EXCERPT PROVIDED below:

Dr. Lee hypothesizes that the green roof provided a ‘restorative experience’ which helped boost the mental resources of the students involved in the study. If true, that’s a major consideration. If your learners are tired and bored of their compliance material, add in a restorative green screen, a forest scene, or something else for a bit of a break. Lee believes that just a moment of looking at a green space could provide a moment of revitalization for workers who were struggling to concentrate.
2) Orange: Is Mood Lifter!
Think about the orange sun setting over the horizon. Nice, right? It’s true, orange can be a welcoming and mood-lifting color for learners, which in turn promotes comfort and improves neural functioning.
Some theorists argue that an environment rich in the color orange increases the oxygen supply to the brain, stimulating mental activity while simultaneously loosening peoples’ inhibitions. An increased oxygen supply also leads to feeling invigorated and getting ready to ‘get things done.’ Some have even suggested that test centers be painted orange to stimulate exam-takers.
But this comes at a cost – avoid bolder orange colors if your learners are young and naturally energetic. This isn’t a good color for those prone to overstimulation as well, for instance if your group of learners have attention deficit hyperactive disorder or another health concern which leads to easy overstimulation.
That’s not it on the science for orange, though – many studies have found that when colors are used to emphasize a feature or piece of content on the screen, learners’ attention levels increase. Of course, the best colors for this are warm colors, like orange. So we can say that when you’re looking to highlight certain facts or important information, orange can be a better choice than the traditional red. But, because of its energy and brightness, orange can be an overwhelming choice. Orange is, in other words, best in small doses.
The secrets of orange were known in ancient China too – in Feng Shui, orange is seen as a “yang” color which stimulates focus and promotes organization . Of course, we need to remember that brightness and saturation also come into it, and too bright a color will probably give you a headache! Looking to the experts, color psychologist Angela Wright states that bright orange hues stimulate while low saturation is more soothing. So for boosting energy, go bold, and for relaxing, go mellow. Makes sense, huh?

End of EXCERPT PROVIDED.
INPUT DATA below:

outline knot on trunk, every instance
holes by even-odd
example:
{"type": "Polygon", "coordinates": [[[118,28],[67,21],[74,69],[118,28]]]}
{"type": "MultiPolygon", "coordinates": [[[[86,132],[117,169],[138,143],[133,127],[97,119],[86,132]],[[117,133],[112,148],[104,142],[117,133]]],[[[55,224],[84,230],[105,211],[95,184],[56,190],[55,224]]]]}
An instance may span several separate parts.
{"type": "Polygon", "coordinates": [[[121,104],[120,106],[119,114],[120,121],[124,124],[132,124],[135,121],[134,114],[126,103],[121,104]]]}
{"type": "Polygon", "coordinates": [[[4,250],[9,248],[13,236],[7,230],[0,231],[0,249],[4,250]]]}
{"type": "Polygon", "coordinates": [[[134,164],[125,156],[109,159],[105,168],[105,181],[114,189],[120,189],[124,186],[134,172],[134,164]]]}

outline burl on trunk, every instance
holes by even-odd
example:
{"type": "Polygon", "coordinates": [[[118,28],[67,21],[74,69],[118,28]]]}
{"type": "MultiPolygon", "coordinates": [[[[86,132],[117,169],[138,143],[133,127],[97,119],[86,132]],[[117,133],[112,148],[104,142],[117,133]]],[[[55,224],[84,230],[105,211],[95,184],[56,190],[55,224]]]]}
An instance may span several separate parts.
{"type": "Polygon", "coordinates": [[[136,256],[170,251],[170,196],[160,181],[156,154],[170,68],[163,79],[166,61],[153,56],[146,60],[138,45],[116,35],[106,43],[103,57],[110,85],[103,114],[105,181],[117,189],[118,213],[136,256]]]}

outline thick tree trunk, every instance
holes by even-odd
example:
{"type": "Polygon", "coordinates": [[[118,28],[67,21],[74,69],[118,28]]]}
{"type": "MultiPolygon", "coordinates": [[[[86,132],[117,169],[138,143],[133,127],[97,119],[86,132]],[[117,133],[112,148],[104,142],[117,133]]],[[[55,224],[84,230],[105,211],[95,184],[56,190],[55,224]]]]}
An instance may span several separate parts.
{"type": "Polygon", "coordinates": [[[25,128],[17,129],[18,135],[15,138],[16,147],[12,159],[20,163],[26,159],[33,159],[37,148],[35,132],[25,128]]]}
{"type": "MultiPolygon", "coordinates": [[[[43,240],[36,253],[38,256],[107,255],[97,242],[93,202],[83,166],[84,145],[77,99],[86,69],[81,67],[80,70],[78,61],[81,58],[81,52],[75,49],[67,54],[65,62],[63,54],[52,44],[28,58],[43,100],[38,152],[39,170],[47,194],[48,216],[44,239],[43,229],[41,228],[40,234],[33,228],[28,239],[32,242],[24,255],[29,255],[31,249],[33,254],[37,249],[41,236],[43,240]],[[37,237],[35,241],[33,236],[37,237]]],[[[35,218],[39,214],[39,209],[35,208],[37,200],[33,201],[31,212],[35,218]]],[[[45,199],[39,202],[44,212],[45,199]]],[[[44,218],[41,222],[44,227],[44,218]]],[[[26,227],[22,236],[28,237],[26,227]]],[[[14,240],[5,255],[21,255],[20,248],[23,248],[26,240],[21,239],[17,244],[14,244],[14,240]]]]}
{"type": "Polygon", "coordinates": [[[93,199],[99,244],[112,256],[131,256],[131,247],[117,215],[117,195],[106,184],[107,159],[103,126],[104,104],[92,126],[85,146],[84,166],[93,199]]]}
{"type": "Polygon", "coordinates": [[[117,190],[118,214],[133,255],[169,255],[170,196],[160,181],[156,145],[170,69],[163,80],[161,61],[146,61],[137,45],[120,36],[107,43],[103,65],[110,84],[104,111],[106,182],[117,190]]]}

End of INPUT DATA.

__ACTIVITY 1__.
Answer these questions using the passage on color in learning:
(a) What did Dr. Lee hypothesize the green roof provided?
(b) What color has been suggested for painting test centers?
(c) In Feng Shui, what kind of color is orange seen as?
__ACTIVITY 2__.
Continue the passage on color in learning from the point where it stops.

__EXPECTED OUTPUT 1__.
(a) A "restorative experience"
(b) Orange
(c) A "yang" color

__EXPECTED OUTPUT 2__.
So to close out orange as a color, in eLearning courses it can be used to highlight key facts and figures, communicate energy, life, and activity. Orange is a vibrant color that demands attention, giving it an edge as a choice for highlighting. But again, use with caution!
3) Blue: Feelin’ Blue Means Productive – Not Sad!
Some research suggests that people with highly intellectual work, which requires a high cognitive load, for instance, programmers or academics, are most productive in a blue environment. That said, though; we can’t keep life too monochromatic – it should be balanced with warmer colors. These can be found by using the opposite side of the color wheel.
Blue is best used for learning situations which are intensely challenging. Blue paper, blue ink, or blue highlighting can be used to help improve reading comprehension too. Blue in general it seems is a relaxing and calming color, but lighter shades will seem more ‘friendly’ while darker ones seem a little more somber.
Back to the experts, many color psychologists recommend using blue colors, but adding a bit of extra kick with orange, especially for highlighting information (like we mentioned earlier!).
So in summary, blue is great for promoting high levels of thought, but too much can create a sense of detachment and coldness.